Input records:
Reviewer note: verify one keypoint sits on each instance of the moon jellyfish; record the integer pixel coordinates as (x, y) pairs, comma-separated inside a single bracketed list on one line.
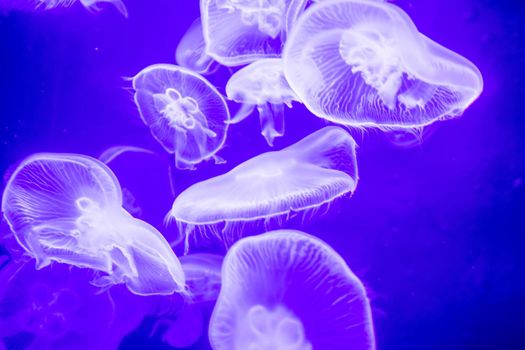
[(269, 188), (238, 32), (364, 63), (67, 208), (262, 84), (191, 51), (184, 112), (289, 290), (92, 5), (57, 308), (203, 276)]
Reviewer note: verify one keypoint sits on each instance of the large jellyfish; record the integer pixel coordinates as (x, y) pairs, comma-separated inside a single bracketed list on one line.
[(270, 188), (364, 63), (262, 84), (289, 290), (92, 5), (67, 208), (57, 308), (191, 51), (237, 32), (184, 112)]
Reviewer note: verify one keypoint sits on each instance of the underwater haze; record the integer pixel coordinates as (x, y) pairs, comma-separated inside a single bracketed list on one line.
[(434, 231)]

Aim of the task:
Copy out all of the records above word for word, leaving out the picture.

Complete response:
Reviewer note: verify one keypoint sits on each instance of the moon jellyfish; record the integer pixel coordinates as (x, y) pairs, comma-separated inside a single bracketed list on one line.
[(269, 188), (238, 32), (364, 63), (67, 208), (262, 84), (191, 51), (184, 112), (289, 290), (92, 5), (57, 308), (203, 276)]
Reviewer note: verify one keypoint sits on each instance of the large jellyfish; record the integer pixel coordinates as (x, y) pairs, comma-separated inside a single bracketed list on one line.
[(270, 188), (364, 63), (262, 84), (289, 290), (92, 5), (67, 208), (57, 308), (191, 51), (237, 32), (184, 112)]
Reviewer note: verify one keypoint sits on each instance of the underwater haze; record the integer pixel coordinates as (x, y) pairs, comma-separated inside a single bracketed list on one line.
[(434, 231)]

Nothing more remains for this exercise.